TEKS BACAAN:
__________

Hasil penelitian ini diharapkan akan
bermanfaat untuk :
1. Aspek Teoritis
Secara konseptual penelitian ini
diharapkan dapat memberikan
pemahaman dan sumbangan
pemikiran sehingga dapat menambah
pengetahuan mengenai konsep teori
evaluasi kebijakan dalam kajian ilmu
administrasi negara.
2. Aspek Praktis
Penelitian ini diharapkan dapat
memberi masukan kepada
Pemerintah Kota Tanjungpinang
khususnya tentang evaluasi kebijakan
trayek dan kode trayek angkutan kota
sehingga pemerintah kota
Tanjungpinang dapat menentukan
langkah-langkah strategis untuk
mencapai keberhasilan dalam
melaksanakan kebijakan trayek
angkutan kota.

__________

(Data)

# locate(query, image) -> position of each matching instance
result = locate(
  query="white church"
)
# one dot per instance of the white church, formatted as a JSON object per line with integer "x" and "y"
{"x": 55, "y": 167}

__________

TUGAS LATIHAN: Tolong tuliskan ulang seluruh teks bacaan tentang manfaat penelitian itu tanpa mengubah satu kata pun.

JAWABAN LATIHAN:
Hasil penelitian ini diharapkan akan
bermanfaat untuk :
1. Aspek Teoritis
Secara konseptual penelitian ini
diharapkan dapat memberikan
pemahaman dan sumbangan
pemikiran sehingga dapat menambah
pengetahuan mengenai konsep teori
evaluasi kebijakan dalam kajian ilmu
administrasi negara.
2. Aspek Praktis
Penelitian ini diharapkan dapat
memberi masukan kepada
Pemerintah Kota Tanjungpinang
khususnya tentang evaluasi kebijakan
trayek dan kode trayek angkutan kota
sehingga pemerintah kota
Tanjungpinang dapat menentukan
langkah-langkah strategis untuk
mencapai keberhasilan dalam
melaksanakan kebijakan trayek
angkutan kota.